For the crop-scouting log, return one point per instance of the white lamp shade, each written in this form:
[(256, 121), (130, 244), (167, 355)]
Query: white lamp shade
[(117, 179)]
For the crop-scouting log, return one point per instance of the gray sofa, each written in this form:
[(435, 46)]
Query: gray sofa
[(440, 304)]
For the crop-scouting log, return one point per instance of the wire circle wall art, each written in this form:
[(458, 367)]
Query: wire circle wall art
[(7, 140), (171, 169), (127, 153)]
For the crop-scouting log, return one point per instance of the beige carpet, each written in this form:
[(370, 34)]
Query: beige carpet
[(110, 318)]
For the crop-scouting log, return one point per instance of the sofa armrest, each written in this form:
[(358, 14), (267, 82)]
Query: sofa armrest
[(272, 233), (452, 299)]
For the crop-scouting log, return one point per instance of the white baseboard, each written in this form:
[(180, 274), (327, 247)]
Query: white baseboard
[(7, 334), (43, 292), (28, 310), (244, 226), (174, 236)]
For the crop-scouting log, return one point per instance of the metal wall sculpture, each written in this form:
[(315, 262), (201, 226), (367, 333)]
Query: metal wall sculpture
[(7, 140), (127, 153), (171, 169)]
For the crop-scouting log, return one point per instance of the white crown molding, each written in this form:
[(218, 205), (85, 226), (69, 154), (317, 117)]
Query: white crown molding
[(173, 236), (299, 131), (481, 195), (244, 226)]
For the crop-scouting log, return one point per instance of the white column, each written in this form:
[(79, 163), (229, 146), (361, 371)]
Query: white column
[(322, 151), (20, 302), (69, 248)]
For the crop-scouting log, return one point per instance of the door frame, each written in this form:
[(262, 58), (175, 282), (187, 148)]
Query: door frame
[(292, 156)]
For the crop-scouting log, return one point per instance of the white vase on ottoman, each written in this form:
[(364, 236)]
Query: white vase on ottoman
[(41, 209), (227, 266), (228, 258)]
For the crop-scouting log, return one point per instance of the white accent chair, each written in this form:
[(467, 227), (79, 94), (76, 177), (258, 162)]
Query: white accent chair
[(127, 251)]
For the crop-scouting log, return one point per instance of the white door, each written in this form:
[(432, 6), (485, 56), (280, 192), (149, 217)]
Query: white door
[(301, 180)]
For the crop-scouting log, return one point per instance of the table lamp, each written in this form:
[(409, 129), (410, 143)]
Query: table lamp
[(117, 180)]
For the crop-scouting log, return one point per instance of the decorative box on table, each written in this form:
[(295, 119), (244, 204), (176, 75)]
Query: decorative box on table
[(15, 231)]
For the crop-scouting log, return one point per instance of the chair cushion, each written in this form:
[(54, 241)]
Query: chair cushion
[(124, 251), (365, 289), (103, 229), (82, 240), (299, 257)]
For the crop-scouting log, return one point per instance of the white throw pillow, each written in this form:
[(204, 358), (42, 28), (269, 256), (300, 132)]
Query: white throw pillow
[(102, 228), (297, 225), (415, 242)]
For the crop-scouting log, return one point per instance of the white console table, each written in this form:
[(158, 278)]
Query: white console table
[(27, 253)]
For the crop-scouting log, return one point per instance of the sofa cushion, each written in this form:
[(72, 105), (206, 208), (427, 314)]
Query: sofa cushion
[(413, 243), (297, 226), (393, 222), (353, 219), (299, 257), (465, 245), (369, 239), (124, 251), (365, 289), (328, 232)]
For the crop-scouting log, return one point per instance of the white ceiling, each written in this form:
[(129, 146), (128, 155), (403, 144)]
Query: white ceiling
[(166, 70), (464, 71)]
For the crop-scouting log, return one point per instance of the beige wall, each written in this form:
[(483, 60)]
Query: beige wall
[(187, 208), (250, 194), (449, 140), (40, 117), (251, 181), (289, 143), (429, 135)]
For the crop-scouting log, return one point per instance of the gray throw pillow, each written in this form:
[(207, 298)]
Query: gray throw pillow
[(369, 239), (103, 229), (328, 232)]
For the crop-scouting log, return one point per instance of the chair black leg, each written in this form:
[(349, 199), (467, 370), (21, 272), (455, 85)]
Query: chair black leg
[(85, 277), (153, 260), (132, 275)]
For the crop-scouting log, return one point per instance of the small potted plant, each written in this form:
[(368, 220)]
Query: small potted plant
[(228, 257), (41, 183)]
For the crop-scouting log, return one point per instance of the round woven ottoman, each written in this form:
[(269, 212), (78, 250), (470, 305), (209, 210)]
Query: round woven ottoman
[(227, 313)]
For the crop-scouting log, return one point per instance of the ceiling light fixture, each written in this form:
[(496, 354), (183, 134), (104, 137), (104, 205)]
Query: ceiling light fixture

◇ ◇ ◇

Repeat the entries above exactly, leaving nothing out.

For the crop-scouting log, return one point per instance of the white lamp shade, each written in this form:
[(256, 121), (130, 244), (167, 355)]
Query: white lamp shade
[(117, 179)]
For the crop-scouting log, return one point per instance of the gray sofa, each written in this form:
[(435, 46)]
Query: gray sofa
[(440, 304)]
For the crop-scouting log, return one point per instance of the wire circle wall art, each written in this form:
[(458, 367)]
Query: wire circle wall art
[(7, 140), (171, 169), (127, 153)]
For the crop-scouting log, return one point per instance of the beige carpet, each written in this form:
[(370, 34)]
Query: beige carpet
[(110, 318)]
For the crop-scouting log, return one point per instance of the sofa armrest, each written in this form:
[(358, 14), (267, 82)]
Query: sofa armrest
[(272, 233), (452, 299)]
For the crop-scouting log, return one point per instance of the white baseboard, each written in this form:
[(180, 274), (327, 247)]
Query: white baseboard
[(7, 334), (43, 292), (28, 310), (244, 226), (174, 236)]
For the crop-scouting log, return one point per instance of the metal wall sculpture, each written in this form:
[(315, 262), (201, 226), (367, 333)]
Query: metal wall sculpture
[(7, 140), (127, 153), (171, 169)]
For the crop-scouting log, return one point per instance of the white crown molding, each written in this form:
[(218, 205), (85, 226), (69, 154), (317, 117)]
Query: white crown molding
[(173, 236), (299, 131), (481, 195), (244, 226)]
For the crop-scouting log, return one point per instance of the white column, each written in this form:
[(79, 163), (229, 146), (361, 371)]
Query: white column
[(322, 151), (20, 302), (69, 248)]
For the crop-scouting log, return one point per instance of the door frame, each written in this form:
[(262, 58), (175, 282), (187, 148)]
Query: door frame
[(292, 156)]
For the crop-scouting log, return one point per instance of the white vase on ottoman, each written in this form:
[(364, 236)]
Query: white vase on ottoman
[(41, 209), (227, 266), (228, 258)]
For the crop-scouting log, return one point per instance of the white accent chair, each written in this form:
[(467, 227), (79, 94), (76, 177), (258, 162)]
Query: white accent chair
[(127, 251)]
For the crop-scouting log, return one point per instance of the white door, each written in this form:
[(432, 6), (485, 56), (280, 192), (149, 217)]
Query: white door
[(301, 180)]
For the crop-scouting log, return one point per instance of the table lamp, each written in this form:
[(409, 129), (410, 143)]
Query: table lamp
[(117, 180)]
For the crop-scouting log, return one point per instance of the decorative box on table, each written in this form:
[(295, 119), (244, 204), (176, 75)]
Query: decorative box on table
[(15, 231)]
For the crop-scouting log, return one point per instance of the chair cushion, each written in this form:
[(54, 241)]
Query: chair cushion
[(124, 251), (365, 289), (103, 229), (82, 240), (299, 257)]
For the crop-scouting log, return one point per instance of the white throw pillow, each written in this form:
[(204, 358), (42, 28), (269, 256), (300, 132)]
Query: white throw pillow
[(102, 228), (297, 225), (415, 242)]
For the crop-scouting log, return one point per instance of the white console table, each written in this form:
[(158, 278)]
Query: white console table
[(27, 253)]
For the crop-scouting log, return one point per instance of the sofa cushion, each written in this form:
[(72, 105), (206, 208), (427, 314)]
Query: sofa cushion
[(413, 243), (297, 226), (393, 222), (353, 219), (299, 257), (465, 245), (369, 239), (124, 251), (365, 289), (328, 232)]
For the crop-scouting log, return one point per instance of the white ceiling, each written in this form:
[(129, 146), (128, 155), (403, 144)]
Query: white ceiling
[(166, 70), (464, 71)]
For the crop-scouting log, return one point per instance of the beige wall, each written in this form:
[(483, 60)]
Query: beige wall
[(187, 208), (250, 194), (449, 140), (40, 117), (251, 181), (289, 143), (429, 135)]
For the crop-scouting log, return one point per instance of the gray throw pillow, each written in this form:
[(207, 298)]
Query: gray throw pillow
[(369, 239), (103, 229), (328, 232)]
For the crop-scouting log, return one point per instance of the chair black leg, each written in this form:
[(349, 199), (467, 370), (21, 272), (455, 85)]
Query: chair black leg
[(85, 277), (153, 260), (132, 275)]
For the crop-scouting log, return one point per instance of the small potted plant, each written in this form:
[(368, 220)]
Query: small potted plant
[(228, 257), (41, 183)]
For the crop-scouting log, return one point per instance of the round woven ottoman, each written in this form:
[(269, 212), (78, 250), (470, 305), (209, 210)]
Query: round woven ottoman
[(227, 313)]
For the crop-scouting log, return one point per instance of the ceiling light fixture, each written in this form:
[(496, 354), (183, 134), (104, 137), (104, 205)]
Query: ceiling light fixture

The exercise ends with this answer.